## EXPLORE THE MATERIAL
**1)** Answer these questions from the Inegocia japonica text:
(a) Who first formally described the species, and in what year?
(b) How many spines are in the first dorsal fin?
(c) What is the maximum published total length of the species?
**2)** List every common name that the Inegocia japonica text gives for the species.
**3)** According to the Inegocia japonica text, why is the name Platycephalus japonicus attributed to Cuvier rather than to Tilesius?

## TEXT

Inegocia japonica, the Japanese flathead, rusty flathead or smooth flathead, is a species of marine ray-finned fish belonging to the family Platycephalidae, the flatheads. It is found in the Indo-West Pacific region.

==Taxonomy==
Inegocia japonica was first formally described as Platycephalus japonicus in 1829 by the French zoologist Georges Cuvier, no type locality was given but it is almost certainly Nagasaki. Platycephalus japonicus had been coined in 18414 by the German naturalist Tilesius but Tilesius had published the name in Cyrillic script and the International Code of Zoological Nomenclature requires names be published in Latin script to be valid, leading to the name being attributed to Cuvier. Cuvier also named Platycephalus borboniensis and Platycephalus isacanthus in the same publication as Platycephalus japonicus but in 2009 Hisashi Inamura and Tetsuo Yoshino acted as the first revisers to establish the precedence of Platycephalus japonicus. In addition, in 2011 Imamura and Nagao proposed the suppression of Silurus imberbis. a name put forward by Johann Friedrich Gmelin in 1789 by "reversal of precedence" in favour of the well-known and established Inegocia japonica and in 2013 Maurice Kottelat declared this name was a nomen oblitum. When David Starr Jordan and John Otterbein Snyder were proposing the genus Inegocia they designated Tilesius's Platycephalus japonicus as the type species of the genus. The specific name means "Japanese".

==Description==
Inegocia japonica has 9 spines in the first dorsal fin, the first, very short spine may be detached or be connected to the second spine by a membrane. The second dorsal fin has between 11 and 13, typically 12, soft rays, as does the anal fin. It has an elongated an moderately flattened body with a large, flattened head with the supraorbital ridge being smooth to its front and serrate over the rear of the eye. The is no preorbital spine, there is a single preocular spine and the suborbital ridge is smooth apart from 2 spines under the eye. Specimens from the southern parts of the range may show a few additional small serrations on the suborbital ridge. There are typically 3 spines on the preoperculum spines with the upper spine being short not too different in size from the lower spine. There is a long flap between the eyes. The caudal fin is rounded. The overall colour ranges from orange to brown marked with flecks or mottles, with a pale belly, and with numerous variable sized dark spots on the caudal fin. The maximum published total length of this species is 35 cm, although 20 cm is more typical.

Saved data entries:

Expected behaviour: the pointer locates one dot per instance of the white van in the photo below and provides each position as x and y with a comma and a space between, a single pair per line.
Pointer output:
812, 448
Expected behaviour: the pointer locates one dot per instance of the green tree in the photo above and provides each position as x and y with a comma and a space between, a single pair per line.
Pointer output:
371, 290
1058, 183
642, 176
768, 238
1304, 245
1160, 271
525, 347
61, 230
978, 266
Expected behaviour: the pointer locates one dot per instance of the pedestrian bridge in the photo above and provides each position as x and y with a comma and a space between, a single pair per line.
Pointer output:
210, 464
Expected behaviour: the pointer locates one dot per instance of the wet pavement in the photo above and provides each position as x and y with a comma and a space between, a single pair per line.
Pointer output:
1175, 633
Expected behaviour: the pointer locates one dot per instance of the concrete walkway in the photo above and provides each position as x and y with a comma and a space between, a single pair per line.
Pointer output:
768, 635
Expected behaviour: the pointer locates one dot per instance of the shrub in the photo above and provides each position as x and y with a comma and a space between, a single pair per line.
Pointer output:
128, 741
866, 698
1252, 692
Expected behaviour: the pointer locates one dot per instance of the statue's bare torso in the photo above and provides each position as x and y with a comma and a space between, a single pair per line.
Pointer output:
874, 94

## TASK-BY-TASK ANSWERS
**1)**
(a) Georges Cuvier, in 1829
(b) 9
(c) 35 cm

**2)** Japanese flathead, rusty flathead, smooth flathead

**3)** Tilesius had published the name in Cyrillic script. The International Code of Zoological Nomenclature requires names to be published in Latin script to be valid.